▸ Request
Return only this: the line with "Warehouse pick-planner input: mark the forest" and all the lines that follow it below, through the final one, exactly as they are.

[Object pointing dataset rows]
"""

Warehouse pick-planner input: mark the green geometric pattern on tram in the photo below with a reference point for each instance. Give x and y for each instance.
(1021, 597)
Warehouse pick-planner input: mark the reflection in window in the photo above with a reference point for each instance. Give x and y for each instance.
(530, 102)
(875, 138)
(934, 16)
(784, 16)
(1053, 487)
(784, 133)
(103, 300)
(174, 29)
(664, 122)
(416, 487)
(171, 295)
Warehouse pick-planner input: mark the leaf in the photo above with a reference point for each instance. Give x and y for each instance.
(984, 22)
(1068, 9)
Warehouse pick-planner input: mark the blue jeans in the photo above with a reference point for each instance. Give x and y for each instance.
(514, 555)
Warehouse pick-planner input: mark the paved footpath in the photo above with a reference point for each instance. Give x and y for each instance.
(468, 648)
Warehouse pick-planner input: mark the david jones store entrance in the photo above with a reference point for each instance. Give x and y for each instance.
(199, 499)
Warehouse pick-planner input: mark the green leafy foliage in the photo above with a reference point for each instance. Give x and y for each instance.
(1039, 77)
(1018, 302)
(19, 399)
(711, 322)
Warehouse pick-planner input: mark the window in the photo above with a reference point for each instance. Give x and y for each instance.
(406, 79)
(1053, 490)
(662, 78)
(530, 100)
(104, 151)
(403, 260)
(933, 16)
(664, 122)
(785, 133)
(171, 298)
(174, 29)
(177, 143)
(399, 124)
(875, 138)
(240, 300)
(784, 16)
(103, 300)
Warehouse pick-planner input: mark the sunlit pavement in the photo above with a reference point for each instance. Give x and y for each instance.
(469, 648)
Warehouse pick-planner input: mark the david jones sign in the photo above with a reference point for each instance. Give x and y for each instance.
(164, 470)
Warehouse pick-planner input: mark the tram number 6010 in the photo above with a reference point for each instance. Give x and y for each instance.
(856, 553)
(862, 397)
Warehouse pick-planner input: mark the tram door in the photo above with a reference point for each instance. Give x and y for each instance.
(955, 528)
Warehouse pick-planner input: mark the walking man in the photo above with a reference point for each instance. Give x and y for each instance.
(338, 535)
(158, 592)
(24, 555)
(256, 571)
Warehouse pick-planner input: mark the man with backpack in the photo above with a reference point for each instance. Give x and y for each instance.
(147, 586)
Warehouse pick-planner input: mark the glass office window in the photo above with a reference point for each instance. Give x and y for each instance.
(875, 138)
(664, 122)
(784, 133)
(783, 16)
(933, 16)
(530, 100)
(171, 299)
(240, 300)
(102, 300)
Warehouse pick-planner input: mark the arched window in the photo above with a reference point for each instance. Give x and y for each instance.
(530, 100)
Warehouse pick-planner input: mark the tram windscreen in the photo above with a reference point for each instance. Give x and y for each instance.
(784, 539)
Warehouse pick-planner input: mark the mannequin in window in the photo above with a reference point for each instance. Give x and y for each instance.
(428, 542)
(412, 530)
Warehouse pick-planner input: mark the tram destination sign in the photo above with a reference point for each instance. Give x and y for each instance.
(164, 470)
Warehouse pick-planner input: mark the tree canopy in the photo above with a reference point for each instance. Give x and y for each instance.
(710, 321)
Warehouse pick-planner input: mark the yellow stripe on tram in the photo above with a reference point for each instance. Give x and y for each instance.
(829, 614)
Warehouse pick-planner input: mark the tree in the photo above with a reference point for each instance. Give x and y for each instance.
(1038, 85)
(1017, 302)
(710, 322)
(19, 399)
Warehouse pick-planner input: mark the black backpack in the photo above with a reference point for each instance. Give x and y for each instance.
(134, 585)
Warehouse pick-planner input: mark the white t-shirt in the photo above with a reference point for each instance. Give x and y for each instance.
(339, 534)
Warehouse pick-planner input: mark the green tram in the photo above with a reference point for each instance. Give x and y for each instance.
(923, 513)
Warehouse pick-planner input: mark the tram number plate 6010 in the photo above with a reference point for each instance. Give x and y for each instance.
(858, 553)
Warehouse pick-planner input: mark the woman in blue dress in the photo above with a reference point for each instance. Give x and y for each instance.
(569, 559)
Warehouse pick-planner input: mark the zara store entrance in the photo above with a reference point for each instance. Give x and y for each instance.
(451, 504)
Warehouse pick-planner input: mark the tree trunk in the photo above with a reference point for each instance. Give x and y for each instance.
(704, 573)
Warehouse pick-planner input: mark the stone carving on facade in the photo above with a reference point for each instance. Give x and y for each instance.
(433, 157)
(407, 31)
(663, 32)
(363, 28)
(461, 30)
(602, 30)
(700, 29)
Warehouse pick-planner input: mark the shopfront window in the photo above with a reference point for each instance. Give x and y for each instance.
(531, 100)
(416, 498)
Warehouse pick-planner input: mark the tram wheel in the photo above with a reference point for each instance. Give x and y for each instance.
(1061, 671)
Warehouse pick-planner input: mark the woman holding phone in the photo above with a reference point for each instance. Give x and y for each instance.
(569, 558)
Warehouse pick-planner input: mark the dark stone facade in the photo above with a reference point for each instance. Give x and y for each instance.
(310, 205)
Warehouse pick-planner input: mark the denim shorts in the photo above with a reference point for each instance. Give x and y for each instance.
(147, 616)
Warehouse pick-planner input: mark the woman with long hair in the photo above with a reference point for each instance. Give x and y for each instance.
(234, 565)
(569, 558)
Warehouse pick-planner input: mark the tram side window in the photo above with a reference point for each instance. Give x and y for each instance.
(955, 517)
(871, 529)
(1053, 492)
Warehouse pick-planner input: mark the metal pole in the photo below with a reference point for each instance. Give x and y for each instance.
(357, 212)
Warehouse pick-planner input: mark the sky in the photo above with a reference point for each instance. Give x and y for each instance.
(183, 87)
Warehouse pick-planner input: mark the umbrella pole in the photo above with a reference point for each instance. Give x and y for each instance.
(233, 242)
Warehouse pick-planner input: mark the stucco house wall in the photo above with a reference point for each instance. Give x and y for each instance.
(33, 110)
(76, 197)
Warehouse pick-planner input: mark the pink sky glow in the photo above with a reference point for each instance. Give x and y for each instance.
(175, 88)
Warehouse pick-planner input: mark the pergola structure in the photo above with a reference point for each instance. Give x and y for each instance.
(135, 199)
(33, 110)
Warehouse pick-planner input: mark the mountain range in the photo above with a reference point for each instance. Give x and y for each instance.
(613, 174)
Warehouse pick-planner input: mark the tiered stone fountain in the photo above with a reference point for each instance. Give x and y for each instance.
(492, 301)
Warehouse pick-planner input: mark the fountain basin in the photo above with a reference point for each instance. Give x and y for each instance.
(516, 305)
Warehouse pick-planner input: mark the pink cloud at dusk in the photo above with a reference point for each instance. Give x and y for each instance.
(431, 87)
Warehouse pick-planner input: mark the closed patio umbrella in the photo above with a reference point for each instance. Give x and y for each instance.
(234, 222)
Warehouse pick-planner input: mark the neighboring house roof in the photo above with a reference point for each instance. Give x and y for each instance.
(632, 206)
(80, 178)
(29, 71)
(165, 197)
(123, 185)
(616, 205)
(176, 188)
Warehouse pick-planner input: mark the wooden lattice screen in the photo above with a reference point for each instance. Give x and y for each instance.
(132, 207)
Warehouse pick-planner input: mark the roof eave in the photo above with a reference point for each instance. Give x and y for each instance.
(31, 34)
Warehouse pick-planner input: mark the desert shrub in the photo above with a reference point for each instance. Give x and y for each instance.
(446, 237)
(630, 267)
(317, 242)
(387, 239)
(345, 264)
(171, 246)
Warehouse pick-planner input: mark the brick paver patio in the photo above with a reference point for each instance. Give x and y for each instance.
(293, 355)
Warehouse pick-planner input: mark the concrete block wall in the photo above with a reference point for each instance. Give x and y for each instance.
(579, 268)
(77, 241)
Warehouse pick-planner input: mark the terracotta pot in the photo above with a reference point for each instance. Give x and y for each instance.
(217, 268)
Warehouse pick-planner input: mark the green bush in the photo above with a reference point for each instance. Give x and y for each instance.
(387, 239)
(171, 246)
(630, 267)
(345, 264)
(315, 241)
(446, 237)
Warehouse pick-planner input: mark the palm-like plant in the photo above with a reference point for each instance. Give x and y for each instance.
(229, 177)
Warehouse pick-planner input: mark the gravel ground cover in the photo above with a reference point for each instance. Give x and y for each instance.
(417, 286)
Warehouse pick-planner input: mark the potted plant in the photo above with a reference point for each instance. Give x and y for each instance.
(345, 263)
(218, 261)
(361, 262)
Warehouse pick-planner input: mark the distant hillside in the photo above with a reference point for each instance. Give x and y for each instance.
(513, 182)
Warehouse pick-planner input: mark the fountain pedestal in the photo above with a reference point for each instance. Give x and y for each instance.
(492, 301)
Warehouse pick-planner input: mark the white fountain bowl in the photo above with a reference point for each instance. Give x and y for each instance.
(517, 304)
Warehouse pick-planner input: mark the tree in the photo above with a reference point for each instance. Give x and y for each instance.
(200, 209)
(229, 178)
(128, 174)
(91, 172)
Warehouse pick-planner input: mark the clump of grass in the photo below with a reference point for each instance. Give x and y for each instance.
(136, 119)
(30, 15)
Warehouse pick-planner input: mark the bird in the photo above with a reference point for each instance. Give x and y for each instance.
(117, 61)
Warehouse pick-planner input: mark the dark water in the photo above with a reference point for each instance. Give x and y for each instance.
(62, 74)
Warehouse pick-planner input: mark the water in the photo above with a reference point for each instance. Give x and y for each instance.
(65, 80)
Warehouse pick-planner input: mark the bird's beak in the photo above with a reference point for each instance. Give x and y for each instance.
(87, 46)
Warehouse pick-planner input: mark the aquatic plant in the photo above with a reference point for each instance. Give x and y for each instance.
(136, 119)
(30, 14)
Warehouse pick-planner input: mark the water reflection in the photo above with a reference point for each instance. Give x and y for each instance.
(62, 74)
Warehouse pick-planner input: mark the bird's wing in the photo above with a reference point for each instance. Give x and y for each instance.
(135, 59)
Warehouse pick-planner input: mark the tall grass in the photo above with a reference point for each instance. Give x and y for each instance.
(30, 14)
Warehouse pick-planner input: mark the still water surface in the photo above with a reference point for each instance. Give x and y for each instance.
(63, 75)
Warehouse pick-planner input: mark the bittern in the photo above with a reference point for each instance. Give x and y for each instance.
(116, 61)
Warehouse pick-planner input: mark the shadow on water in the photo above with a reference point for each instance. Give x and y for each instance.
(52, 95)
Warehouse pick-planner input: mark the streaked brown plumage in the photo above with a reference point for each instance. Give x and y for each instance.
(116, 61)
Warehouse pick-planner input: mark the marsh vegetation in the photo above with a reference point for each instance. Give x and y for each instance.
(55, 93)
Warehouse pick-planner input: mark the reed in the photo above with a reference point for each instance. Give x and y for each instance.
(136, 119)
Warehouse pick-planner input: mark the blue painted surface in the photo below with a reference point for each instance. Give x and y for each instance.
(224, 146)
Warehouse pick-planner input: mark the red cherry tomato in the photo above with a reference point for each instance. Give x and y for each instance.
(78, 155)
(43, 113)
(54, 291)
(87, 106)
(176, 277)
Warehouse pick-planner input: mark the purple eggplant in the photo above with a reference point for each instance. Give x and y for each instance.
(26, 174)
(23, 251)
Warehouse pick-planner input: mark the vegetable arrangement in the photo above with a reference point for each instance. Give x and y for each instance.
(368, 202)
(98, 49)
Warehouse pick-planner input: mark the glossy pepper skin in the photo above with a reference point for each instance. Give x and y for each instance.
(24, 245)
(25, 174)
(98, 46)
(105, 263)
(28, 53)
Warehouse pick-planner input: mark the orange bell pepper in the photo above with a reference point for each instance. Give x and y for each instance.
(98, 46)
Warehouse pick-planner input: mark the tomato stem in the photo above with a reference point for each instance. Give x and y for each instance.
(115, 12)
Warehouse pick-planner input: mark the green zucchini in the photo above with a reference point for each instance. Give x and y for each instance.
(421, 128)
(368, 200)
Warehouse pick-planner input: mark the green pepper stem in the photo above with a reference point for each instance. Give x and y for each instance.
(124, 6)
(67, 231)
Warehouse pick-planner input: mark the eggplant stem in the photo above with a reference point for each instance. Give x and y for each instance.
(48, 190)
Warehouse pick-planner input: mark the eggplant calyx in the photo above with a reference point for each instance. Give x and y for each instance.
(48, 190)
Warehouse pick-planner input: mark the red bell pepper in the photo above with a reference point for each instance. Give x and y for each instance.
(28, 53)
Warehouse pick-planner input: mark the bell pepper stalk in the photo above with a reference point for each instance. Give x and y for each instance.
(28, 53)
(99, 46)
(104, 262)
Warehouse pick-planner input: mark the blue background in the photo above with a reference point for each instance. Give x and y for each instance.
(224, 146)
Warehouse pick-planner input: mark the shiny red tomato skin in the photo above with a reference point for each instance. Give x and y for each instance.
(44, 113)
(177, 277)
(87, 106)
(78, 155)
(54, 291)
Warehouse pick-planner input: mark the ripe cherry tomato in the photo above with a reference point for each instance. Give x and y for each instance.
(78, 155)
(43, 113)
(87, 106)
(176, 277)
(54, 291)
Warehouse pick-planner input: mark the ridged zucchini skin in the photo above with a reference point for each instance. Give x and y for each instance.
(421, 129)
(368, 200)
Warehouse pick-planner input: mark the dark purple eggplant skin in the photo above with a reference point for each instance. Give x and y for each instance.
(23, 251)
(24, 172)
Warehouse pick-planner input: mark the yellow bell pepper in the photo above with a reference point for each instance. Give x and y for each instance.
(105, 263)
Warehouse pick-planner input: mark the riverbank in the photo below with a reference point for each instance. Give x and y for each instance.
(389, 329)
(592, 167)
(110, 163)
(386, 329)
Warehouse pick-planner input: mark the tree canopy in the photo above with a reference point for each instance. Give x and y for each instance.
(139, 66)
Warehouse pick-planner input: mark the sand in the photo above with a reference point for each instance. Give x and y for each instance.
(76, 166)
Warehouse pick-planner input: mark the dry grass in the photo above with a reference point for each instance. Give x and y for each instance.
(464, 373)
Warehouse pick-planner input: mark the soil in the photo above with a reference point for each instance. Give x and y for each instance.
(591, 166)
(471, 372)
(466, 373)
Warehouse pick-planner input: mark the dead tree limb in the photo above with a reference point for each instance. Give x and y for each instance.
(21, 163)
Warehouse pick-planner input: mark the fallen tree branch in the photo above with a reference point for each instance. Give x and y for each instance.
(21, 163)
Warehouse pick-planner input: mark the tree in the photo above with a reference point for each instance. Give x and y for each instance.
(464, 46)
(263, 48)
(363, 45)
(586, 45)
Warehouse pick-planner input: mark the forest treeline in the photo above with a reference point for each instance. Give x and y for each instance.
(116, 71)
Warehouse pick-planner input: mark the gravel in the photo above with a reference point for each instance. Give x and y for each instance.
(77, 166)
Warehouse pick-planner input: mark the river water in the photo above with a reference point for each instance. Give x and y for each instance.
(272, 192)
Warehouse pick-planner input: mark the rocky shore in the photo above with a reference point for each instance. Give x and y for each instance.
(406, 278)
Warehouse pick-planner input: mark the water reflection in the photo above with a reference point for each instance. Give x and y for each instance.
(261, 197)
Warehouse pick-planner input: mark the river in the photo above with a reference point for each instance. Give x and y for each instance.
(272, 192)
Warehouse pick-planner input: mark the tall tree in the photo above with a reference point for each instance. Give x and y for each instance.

"""

▸ Complete response
Warehouse pick-planner input: mark the forest treeline in the photo above with a reference point for each instance. Give x and y for each instance.
(116, 71)
Warehouse pick-planner input: mark the gravel in the photo above with a reference point for each instance. Give x and y for each instance.
(77, 166)
Warehouse pick-planner input: mark the river water in the photo above with a reference point for each instance. Give x and y for each instance.
(272, 192)
Warehouse pick-planner input: mark the rocky shore in the photo above with a reference point for each instance. Give x and y for each instance.
(406, 278)
Warehouse pick-planner input: mark the water reflection in the photo above with a reference point for each instance. Give x and y for each instance.
(261, 197)
Warehouse pick-planner input: mark the river in the photo above with a reference point for each instance. Give x and y for each instance.
(272, 192)
Warehouse pick-planner input: mark the tall tree in the photo above with a reference point for each instance. Give x and y for each instance.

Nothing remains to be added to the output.